TASK TO COMPLETE
Pull out each line in the items below that contains the string "plant", and copy those lines unchanged.

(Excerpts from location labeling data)
>> START
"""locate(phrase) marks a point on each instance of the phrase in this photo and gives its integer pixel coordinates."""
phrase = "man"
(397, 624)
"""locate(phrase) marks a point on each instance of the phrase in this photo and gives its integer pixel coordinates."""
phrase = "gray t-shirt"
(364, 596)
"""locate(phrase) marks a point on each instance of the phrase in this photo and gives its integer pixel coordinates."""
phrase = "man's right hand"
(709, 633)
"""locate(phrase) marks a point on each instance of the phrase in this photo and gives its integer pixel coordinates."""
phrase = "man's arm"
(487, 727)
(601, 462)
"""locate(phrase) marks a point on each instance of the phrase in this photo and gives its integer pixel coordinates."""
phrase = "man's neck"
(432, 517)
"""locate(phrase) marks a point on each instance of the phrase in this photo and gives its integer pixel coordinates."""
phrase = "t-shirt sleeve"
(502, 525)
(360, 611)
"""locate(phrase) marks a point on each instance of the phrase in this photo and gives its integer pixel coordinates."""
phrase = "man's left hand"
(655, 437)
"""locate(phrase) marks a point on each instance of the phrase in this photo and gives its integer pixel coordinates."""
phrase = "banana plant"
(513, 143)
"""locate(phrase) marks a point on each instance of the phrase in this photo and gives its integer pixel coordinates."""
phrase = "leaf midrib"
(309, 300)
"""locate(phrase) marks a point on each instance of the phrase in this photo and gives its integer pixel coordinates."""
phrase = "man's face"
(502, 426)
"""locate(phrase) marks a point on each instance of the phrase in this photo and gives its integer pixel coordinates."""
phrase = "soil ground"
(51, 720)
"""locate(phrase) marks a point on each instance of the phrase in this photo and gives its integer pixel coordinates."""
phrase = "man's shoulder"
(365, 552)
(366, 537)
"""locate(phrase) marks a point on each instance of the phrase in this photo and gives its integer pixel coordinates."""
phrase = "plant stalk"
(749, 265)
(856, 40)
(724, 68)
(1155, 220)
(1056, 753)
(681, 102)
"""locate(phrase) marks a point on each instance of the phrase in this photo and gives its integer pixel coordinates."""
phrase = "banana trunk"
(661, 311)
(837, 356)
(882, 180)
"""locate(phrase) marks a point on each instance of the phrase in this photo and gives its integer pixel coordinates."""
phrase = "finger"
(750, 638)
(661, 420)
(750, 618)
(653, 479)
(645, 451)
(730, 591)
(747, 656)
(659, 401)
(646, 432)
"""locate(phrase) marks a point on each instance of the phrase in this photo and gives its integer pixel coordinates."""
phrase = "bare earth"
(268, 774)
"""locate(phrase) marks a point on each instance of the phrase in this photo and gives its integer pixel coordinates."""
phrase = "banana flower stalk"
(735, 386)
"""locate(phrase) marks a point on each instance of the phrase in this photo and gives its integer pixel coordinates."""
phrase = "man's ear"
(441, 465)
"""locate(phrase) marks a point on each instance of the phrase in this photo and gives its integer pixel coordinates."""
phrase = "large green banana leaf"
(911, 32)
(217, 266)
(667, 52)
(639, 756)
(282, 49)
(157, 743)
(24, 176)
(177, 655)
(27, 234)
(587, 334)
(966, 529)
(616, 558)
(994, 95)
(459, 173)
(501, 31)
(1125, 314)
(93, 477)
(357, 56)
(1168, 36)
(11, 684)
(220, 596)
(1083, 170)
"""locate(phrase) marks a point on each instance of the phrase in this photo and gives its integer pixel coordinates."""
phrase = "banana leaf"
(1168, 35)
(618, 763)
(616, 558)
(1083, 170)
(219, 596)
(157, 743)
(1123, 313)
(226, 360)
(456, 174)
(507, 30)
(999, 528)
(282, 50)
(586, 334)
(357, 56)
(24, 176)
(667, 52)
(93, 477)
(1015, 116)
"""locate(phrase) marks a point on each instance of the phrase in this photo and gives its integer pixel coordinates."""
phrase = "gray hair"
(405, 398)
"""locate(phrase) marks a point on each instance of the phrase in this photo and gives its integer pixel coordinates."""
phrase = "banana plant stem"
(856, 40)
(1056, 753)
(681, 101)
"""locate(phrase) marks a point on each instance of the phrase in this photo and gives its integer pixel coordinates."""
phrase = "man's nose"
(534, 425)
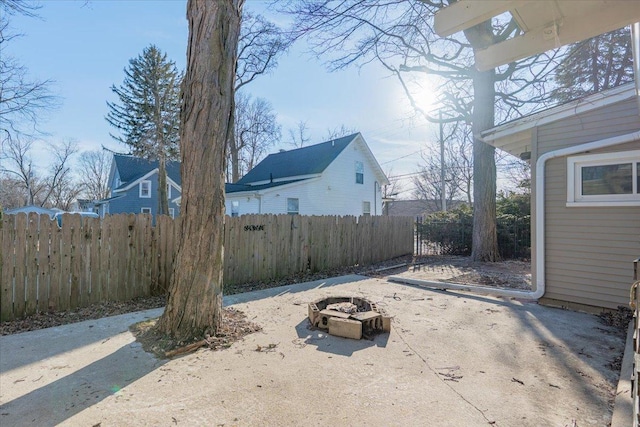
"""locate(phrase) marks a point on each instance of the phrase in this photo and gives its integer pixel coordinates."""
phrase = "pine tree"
(593, 65)
(148, 113)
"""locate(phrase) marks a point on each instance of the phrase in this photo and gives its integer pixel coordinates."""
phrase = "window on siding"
(293, 206)
(366, 208)
(608, 179)
(359, 173)
(145, 190)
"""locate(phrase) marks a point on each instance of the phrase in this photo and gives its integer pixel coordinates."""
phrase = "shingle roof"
(310, 160)
(132, 168)
(237, 188)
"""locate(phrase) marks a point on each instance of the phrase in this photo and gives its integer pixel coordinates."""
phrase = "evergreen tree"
(593, 65)
(148, 112)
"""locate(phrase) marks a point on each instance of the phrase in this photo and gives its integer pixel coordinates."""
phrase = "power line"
(399, 158)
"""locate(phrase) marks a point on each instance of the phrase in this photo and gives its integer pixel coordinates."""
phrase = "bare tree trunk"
(163, 202)
(194, 304)
(484, 245)
(485, 240)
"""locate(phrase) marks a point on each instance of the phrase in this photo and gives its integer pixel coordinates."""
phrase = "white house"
(337, 177)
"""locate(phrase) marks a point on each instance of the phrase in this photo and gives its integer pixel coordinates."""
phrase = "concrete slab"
(450, 359)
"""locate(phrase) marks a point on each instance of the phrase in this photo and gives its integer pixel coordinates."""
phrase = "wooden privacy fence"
(44, 267)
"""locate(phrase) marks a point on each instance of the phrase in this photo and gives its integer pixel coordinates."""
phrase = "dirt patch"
(234, 326)
(510, 274)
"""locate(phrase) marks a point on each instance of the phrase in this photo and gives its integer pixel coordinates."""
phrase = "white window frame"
(141, 186)
(359, 169)
(366, 208)
(574, 179)
(293, 212)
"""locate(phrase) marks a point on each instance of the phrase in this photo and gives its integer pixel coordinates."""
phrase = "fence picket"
(47, 267)
(31, 260)
(7, 257)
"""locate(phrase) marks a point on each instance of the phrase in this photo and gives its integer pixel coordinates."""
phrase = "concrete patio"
(450, 359)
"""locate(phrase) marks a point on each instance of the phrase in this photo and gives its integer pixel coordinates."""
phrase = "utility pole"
(443, 186)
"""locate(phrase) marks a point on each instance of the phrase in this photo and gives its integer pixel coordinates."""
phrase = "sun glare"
(425, 95)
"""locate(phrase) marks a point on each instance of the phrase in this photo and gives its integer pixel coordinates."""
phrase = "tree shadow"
(25, 348)
(63, 398)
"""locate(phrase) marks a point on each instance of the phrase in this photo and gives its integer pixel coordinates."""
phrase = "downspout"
(635, 48)
(540, 226)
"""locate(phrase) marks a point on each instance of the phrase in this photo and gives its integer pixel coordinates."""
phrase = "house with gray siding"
(585, 163)
(336, 177)
(134, 187)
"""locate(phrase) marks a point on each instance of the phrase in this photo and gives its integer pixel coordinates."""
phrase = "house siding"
(131, 202)
(334, 193)
(588, 250)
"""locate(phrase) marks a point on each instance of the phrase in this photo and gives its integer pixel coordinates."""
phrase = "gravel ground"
(456, 269)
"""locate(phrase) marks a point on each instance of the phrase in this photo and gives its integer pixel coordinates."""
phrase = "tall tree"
(299, 135)
(593, 65)
(194, 303)
(94, 173)
(54, 187)
(399, 35)
(260, 46)
(148, 113)
(22, 100)
(458, 169)
(256, 130)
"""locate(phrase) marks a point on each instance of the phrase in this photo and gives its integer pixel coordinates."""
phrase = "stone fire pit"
(349, 317)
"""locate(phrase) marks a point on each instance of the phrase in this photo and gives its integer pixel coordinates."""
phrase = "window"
(145, 189)
(366, 208)
(359, 173)
(609, 179)
(293, 206)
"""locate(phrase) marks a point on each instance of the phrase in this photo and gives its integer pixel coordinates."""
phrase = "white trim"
(570, 109)
(140, 189)
(575, 164)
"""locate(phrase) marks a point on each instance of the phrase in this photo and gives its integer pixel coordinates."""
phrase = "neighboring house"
(31, 209)
(585, 163)
(134, 187)
(337, 177)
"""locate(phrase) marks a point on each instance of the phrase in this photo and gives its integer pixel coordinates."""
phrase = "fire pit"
(349, 317)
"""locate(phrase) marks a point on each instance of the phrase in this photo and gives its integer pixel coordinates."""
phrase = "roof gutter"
(540, 226)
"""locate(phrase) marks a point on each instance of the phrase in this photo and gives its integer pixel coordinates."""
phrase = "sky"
(84, 46)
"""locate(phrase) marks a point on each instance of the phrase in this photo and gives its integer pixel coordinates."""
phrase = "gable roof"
(133, 168)
(239, 188)
(311, 160)
(515, 137)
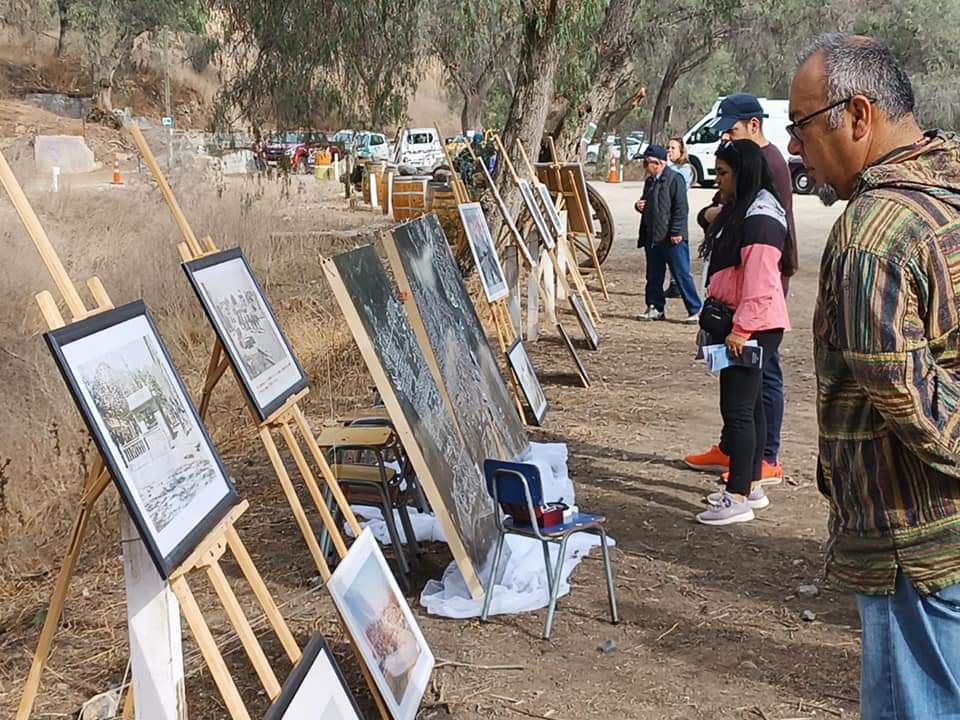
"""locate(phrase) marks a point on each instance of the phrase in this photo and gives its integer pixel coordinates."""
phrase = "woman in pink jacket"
(744, 302)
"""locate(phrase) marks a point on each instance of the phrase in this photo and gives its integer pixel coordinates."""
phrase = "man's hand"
(735, 344)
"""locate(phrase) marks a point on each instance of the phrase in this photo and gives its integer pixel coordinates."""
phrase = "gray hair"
(858, 65)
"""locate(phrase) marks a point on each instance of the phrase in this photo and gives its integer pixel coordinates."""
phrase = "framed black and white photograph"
(581, 370)
(146, 428)
(508, 219)
(589, 331)
(527, 379)
(247, 328)
(382, 626)
(315, 689)
(533, 210)
(484, 252)
(550, 210)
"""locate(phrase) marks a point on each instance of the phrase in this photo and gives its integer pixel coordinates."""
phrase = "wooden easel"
(284, 419)
(559, 268)
(207, 553)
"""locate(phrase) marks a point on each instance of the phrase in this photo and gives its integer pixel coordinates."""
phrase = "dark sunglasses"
(794, 128)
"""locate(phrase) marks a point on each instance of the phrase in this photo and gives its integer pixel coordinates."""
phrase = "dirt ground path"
(711, 623)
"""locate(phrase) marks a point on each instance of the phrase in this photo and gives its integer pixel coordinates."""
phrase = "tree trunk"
(614, 68)
(539, 60)
(659, 118)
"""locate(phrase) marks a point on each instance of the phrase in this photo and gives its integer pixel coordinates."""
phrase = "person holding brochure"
(745, 302)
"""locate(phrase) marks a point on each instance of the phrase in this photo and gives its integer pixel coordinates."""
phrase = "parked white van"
(419, 147)
(702, 141)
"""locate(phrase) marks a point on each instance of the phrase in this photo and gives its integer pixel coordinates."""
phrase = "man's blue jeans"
(911, 654)
(677, 258)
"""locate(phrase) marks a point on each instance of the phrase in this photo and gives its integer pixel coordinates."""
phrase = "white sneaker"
(652, 314)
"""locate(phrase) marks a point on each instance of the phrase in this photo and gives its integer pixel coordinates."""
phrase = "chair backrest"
(509, 482)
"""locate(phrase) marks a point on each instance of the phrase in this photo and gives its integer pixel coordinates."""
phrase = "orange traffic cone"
(613, 175)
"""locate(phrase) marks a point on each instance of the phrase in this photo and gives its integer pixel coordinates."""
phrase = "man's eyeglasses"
(794, 128)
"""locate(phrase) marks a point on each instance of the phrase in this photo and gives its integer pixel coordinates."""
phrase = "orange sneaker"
(713, 460)
(769, 475)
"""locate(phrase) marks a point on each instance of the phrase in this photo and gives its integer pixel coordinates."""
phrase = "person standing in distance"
(885, 335)
(740, 117)
(663, 234)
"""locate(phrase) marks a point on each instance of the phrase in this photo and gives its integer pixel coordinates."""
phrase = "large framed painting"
(316, 689)
(508, 219)
(484, 252)
(147, 430)
(247, 328)
(528, 381)
(533, 210)
(382, 626)
(589, 331)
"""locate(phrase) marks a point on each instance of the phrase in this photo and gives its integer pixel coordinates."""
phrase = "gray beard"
(827, 194)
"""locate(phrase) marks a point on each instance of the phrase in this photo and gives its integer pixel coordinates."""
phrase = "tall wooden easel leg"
(96, 481)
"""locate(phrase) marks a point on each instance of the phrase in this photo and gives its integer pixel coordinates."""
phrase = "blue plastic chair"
(519, 484)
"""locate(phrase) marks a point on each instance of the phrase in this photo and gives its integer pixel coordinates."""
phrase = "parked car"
(295, 149)
(635, 147)
(371, 146)
(419, 147)
(802, 182)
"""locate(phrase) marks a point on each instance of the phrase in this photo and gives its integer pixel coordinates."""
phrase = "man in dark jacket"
(663, 234)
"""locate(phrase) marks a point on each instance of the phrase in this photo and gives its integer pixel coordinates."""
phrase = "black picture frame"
(589, 331)
(581, 370)
(59, 342)
(526, 377)
(194, 269)
(316, 650)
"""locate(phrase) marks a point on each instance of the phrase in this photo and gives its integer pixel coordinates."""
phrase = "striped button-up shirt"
(887, 351)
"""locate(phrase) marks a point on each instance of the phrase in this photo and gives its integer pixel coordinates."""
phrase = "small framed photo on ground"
(550, 210)
(581, 370)
(147, 430)
(589, 331)
(247, 328)
(315, 689)
(382, 626)
(484, 252)
(533, 210)
(529, 383)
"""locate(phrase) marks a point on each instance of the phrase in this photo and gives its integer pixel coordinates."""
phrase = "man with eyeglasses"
(886, 340)
(740, 117)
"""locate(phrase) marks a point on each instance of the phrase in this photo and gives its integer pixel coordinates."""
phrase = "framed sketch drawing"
(508, 219)
(247, 328)
(533, 210)
(581, 370)
(146, 429)
(550, 210)
(382, 626)
(484, 253)
(315, 689)
(589, 331)
(528, 381)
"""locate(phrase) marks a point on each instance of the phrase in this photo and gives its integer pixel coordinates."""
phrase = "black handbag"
(716, 319)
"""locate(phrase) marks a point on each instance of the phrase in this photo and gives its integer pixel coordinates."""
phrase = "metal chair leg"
(555, 590)
(488, 595)
(387, 508)
(408, 531)
(614, 615)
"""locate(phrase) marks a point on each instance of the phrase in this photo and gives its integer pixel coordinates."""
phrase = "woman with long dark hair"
(745, 303)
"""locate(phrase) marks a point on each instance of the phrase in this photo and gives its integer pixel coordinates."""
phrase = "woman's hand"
(735, 344)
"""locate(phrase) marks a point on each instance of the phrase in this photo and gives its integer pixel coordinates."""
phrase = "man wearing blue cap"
(664, 235)
(740, 117)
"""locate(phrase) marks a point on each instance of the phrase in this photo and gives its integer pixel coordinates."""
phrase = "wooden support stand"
(285, 420)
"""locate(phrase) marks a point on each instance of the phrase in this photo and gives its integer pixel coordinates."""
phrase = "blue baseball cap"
(733, 108)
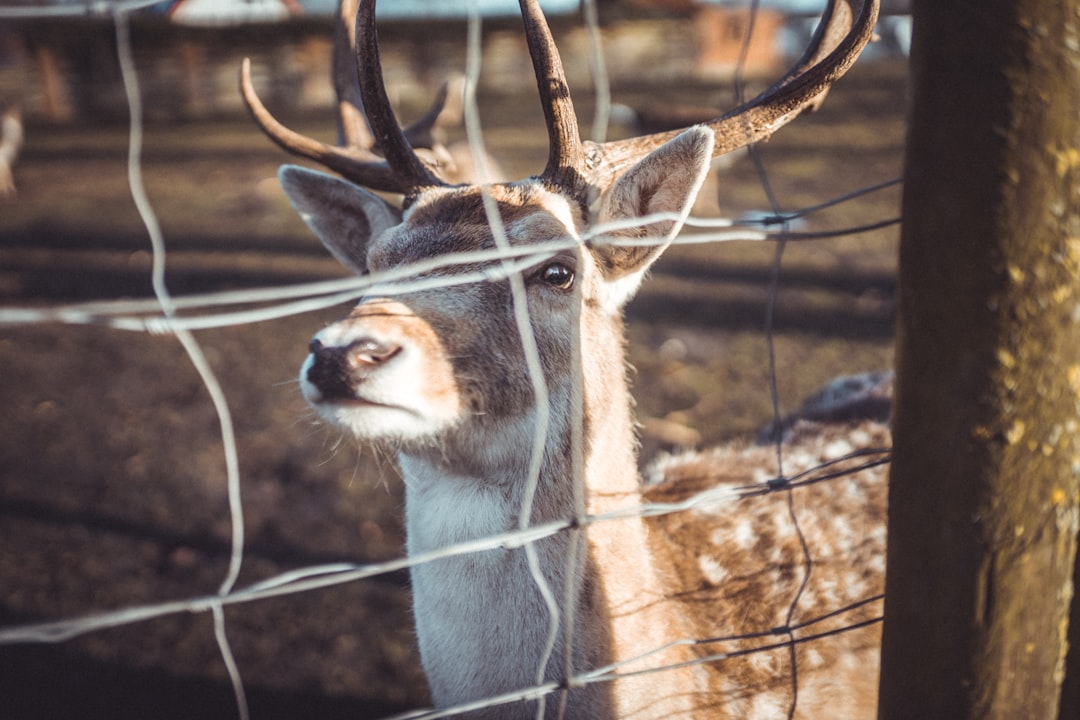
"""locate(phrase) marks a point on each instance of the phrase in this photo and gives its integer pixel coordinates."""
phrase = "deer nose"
(337, 370)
>> END
WRITTEN REPLY
phrase = "banana plant"
phrase = "plant stalk"
phrase = "banana plant stem"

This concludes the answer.